Exercice:
Pourriez-vous résumer en deux phrases l'extrait sur le procès de Yoselyn Ortega ?

Sensation de malaise
Au procès, Marina Krim parle de non-dits et de colères sourdes. Elle se souvient d’attitudes parfois « pas tout à fait normales » de la nourrice, de « regards noirs ». De ses réactions « trop émotives ou trop froides ». D’une sensation de malaise, sans trop savoir pourquoi.
Ce ressentiment contre la famille Krim, accentué par sa fragilité financière semble ressortir de son premier interrogatoire. Yoselyn Ortega avait alors admis avoir tué les deux enfants et exprimé des regrets. Elle aurait expliqué aux enquêteurs qu’elle devait tout faire en plus de s’occuper des petits. Qu’elle aurait été humiliée qu’on lui ait proposé des heures supplémentaires pour faire le ménage. Qu’à ce propos, les produits de ménages lui brûlaient la peau. Qu’elle était « en colère » contre les parents et particulièrement contre la mère.
Un aveu contesté par la défense. Selon son avocate, Ortega était, à ce moment-là, intubée, sous assistance respiratoire et fortement médicamentée. Et donc incapable de témoigner sereinement. Depuis, sa version a évolué. Onze jours après les faits, elle expliquait ne pas se souvenir de ce qu’il s’était passé. Elle avait juste mentionné avoir été bouleversée parce que Marina Krim « l’avait humiliée en public ».
Une femme psychologiquement instable
Au cours du procès, à mesure que défilent témoins et experts, une autre facette de la personnalité de Yoselyn Ortega se dessine. Celle d’une femme psychologiquement instable. En 2008, elle aurait fait une première crise de démence en République dominicaine. En 2012, elle aurait forcé son fils à se cacher avec elle sous un lit chaque fois qu’un chien aboyait.
Trois jours avant le massacre, Mme Ortega aurait été prise d’un accès de folie dans la cuisine de l’appartement de sa sœur, jetant casseroles et poêles à travers la pièce. Jurant ensuite n’avoir aucun souvenir de ce qu’il s’était passé.
Ce même jour, le 22 octobre 2012, poussée par sa sœur, elle voit un psychologue. Elle lui confie de ses difficultés financières, ses inquiétudes à propos de son fils. Sans plus. Si bien que le médecin ne note « aucun signe » montrant « que Mme Ortega était déconnectée de la réalité ou avait des hallucinations ». A la fin de l’entretien, il diagnostique « un trouble anxieux et une dépression chronique persistante ».

Jeu de données:
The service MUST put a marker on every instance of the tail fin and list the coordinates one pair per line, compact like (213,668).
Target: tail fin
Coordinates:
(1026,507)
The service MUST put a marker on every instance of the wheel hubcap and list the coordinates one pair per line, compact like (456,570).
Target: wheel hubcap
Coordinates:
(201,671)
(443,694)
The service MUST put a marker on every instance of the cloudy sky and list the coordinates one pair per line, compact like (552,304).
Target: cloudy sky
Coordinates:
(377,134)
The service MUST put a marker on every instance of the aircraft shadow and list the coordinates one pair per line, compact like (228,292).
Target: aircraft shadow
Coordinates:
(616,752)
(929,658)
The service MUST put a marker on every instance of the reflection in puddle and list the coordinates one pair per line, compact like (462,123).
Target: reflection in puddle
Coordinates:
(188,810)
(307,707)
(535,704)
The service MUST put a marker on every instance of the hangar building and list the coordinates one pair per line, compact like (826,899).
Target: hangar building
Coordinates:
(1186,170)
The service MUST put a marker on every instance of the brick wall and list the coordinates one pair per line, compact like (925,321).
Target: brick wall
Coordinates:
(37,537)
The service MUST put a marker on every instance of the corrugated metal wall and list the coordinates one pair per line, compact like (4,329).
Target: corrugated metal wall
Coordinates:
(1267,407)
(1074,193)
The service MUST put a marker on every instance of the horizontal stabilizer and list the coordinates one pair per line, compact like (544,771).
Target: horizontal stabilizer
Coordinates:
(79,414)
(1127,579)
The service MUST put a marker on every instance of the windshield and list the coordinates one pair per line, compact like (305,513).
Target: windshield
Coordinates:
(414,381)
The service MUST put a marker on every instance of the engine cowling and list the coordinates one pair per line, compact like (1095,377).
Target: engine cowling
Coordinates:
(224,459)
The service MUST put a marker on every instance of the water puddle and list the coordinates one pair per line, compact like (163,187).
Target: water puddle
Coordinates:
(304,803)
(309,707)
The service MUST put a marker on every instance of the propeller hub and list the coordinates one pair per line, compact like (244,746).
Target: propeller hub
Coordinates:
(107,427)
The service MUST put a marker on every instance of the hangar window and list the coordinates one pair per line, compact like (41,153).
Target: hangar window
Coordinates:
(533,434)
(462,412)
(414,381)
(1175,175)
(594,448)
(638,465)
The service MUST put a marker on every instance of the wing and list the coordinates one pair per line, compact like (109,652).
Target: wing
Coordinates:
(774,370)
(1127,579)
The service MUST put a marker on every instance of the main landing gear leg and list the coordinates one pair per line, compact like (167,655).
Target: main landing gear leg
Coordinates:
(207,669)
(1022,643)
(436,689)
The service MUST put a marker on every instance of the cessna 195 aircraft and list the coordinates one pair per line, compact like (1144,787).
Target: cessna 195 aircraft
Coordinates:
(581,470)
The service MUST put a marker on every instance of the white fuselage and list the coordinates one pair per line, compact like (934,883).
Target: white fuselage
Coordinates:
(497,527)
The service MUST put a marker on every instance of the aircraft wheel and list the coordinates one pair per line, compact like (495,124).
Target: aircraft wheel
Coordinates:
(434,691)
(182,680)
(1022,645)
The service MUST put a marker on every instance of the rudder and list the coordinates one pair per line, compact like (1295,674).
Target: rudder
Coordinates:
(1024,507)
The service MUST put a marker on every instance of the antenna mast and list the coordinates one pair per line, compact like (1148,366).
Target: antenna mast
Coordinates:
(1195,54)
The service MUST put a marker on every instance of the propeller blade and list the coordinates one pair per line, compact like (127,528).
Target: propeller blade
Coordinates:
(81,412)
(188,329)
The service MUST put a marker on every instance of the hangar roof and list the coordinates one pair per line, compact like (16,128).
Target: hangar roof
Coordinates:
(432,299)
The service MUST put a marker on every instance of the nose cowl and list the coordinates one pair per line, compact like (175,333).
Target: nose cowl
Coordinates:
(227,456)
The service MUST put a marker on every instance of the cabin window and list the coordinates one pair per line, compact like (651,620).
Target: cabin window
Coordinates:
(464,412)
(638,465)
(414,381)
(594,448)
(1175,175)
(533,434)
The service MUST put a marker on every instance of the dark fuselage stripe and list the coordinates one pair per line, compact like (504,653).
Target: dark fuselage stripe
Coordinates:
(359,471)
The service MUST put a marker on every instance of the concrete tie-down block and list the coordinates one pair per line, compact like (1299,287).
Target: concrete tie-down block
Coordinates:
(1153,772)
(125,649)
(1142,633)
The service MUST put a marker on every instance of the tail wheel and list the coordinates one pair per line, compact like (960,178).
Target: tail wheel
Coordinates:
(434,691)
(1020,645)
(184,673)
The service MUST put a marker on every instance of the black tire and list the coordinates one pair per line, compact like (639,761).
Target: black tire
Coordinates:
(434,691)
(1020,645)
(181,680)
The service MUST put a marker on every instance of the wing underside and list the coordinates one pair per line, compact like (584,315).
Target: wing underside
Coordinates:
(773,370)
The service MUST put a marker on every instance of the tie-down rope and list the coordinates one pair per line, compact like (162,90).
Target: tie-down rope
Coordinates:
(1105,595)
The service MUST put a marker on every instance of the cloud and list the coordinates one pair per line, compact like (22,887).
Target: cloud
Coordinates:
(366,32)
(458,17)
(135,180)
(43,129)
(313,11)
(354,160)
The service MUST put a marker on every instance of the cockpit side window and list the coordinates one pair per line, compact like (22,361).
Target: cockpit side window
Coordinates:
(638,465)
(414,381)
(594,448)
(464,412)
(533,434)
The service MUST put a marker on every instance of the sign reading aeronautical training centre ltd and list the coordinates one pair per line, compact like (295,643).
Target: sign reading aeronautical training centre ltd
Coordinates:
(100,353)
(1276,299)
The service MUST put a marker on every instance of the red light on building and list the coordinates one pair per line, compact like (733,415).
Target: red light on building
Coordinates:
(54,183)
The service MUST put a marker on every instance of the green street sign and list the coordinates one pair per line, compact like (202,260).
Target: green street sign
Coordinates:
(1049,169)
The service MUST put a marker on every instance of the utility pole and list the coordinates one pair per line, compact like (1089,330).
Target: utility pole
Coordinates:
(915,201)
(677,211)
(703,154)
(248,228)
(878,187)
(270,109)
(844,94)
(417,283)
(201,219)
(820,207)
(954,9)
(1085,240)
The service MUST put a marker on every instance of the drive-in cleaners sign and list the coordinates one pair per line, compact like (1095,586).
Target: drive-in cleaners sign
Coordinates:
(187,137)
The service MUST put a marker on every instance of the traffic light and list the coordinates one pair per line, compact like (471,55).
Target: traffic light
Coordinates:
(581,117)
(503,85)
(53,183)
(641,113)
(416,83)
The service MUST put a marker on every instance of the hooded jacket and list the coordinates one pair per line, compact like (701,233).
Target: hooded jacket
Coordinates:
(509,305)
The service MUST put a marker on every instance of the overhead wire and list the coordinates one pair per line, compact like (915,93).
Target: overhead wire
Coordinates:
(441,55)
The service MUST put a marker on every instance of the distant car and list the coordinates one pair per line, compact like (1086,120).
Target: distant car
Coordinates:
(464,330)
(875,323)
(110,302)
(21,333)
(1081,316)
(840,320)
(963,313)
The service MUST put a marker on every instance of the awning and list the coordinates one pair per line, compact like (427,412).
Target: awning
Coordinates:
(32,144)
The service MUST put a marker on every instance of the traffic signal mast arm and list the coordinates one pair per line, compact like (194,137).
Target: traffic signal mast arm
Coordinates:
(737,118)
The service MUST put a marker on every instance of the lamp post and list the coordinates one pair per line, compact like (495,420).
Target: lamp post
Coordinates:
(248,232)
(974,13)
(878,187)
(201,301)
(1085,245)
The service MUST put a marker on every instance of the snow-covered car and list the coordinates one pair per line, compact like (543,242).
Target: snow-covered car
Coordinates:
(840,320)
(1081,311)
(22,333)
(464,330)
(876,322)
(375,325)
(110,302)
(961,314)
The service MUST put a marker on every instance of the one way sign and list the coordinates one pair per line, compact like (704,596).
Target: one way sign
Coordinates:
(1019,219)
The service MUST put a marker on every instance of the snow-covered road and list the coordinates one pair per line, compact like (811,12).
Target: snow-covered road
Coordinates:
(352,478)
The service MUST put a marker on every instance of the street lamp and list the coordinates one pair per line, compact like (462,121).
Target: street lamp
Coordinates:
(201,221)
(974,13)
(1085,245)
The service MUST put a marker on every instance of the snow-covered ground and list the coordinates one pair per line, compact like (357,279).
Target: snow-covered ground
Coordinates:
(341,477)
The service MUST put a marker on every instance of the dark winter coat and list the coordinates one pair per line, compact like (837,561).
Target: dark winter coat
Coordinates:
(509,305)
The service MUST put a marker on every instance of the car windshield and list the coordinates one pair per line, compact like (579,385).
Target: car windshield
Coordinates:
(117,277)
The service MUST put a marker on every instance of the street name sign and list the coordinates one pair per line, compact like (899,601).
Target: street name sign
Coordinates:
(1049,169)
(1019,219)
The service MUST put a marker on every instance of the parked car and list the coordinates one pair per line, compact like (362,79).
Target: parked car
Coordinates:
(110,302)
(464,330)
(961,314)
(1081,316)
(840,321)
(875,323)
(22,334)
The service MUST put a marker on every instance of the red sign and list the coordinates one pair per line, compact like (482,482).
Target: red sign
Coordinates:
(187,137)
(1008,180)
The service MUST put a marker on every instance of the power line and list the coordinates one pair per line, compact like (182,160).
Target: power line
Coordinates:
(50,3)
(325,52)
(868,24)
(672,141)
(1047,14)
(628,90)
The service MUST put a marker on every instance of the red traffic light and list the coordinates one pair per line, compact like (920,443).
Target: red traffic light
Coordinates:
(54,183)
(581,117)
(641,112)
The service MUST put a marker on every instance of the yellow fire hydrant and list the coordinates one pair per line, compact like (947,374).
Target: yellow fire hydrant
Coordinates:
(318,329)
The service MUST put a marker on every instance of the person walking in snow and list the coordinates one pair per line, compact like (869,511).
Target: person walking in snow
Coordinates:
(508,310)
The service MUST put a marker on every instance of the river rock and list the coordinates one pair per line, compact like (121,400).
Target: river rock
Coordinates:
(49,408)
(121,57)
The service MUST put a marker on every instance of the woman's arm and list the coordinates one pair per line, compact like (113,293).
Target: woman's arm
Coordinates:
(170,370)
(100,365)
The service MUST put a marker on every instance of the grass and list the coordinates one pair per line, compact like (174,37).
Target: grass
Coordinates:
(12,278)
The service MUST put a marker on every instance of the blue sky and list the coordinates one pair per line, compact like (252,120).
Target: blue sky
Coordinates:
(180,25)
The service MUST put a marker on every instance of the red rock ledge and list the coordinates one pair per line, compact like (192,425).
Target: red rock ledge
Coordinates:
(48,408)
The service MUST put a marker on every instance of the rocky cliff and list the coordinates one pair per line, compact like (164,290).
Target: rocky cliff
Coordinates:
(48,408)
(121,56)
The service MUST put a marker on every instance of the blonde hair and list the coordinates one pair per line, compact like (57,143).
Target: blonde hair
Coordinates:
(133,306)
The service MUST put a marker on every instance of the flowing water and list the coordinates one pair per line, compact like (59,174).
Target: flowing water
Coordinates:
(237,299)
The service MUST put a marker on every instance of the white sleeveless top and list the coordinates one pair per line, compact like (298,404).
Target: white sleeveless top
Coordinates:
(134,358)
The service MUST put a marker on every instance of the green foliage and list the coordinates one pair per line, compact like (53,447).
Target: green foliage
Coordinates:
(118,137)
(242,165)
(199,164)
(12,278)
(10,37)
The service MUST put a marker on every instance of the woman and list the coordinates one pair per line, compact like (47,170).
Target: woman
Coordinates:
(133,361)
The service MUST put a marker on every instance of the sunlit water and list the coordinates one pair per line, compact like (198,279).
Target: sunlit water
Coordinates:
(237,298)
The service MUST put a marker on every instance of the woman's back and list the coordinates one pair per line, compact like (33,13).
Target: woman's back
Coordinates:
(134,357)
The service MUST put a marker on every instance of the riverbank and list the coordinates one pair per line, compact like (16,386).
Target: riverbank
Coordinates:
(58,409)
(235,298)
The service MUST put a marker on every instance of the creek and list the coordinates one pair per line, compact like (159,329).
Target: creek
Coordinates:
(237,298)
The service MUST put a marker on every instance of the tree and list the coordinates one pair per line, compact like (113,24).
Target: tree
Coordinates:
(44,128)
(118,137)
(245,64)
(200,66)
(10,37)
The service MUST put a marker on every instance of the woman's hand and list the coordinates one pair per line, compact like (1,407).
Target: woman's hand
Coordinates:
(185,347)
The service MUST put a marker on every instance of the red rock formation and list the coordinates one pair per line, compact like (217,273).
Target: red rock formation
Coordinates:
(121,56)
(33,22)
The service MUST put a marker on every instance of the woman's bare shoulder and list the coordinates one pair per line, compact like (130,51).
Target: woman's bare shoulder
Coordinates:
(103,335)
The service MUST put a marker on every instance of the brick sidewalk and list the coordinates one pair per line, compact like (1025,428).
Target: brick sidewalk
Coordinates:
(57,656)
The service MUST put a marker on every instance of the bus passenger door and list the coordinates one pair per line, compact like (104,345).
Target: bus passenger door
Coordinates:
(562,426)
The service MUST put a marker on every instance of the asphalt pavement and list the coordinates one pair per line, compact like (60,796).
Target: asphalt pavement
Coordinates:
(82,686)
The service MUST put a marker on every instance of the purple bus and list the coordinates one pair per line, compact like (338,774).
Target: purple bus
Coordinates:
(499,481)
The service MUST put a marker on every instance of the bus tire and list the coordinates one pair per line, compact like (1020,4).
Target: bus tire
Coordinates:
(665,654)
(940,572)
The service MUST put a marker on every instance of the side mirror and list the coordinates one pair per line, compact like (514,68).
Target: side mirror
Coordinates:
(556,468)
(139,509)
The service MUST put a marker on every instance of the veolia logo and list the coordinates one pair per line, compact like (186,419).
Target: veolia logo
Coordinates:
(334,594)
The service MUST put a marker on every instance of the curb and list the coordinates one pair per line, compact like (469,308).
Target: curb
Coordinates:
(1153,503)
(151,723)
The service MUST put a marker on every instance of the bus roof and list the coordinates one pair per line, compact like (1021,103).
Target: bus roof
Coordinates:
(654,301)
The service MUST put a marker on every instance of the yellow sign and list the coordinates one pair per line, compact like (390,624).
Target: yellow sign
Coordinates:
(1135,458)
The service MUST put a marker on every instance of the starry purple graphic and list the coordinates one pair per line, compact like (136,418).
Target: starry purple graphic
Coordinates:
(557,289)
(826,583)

Corrigé:
Au procès, Marina Krim évoque le malaise que lui inspirait la nourrice Yoselyn Ortega, qui aurait d'abord admis avoir tué les deux enfants en se disant en colère contre les parents, un aveu que conteste la défense parce qu'elle était alors intubée et fortement médicamentée. Témoins et experts dépeignent aussi une femme psychologiquement instable, qui aurait été prise d'un accès de folie trois jours avant le massacre, et chez qui un psychologue vu le même jour n'avait noté aucun signe de déconnexion de la réalité, diagnostiquant un trouble anxieux et une dépression chronique persistante.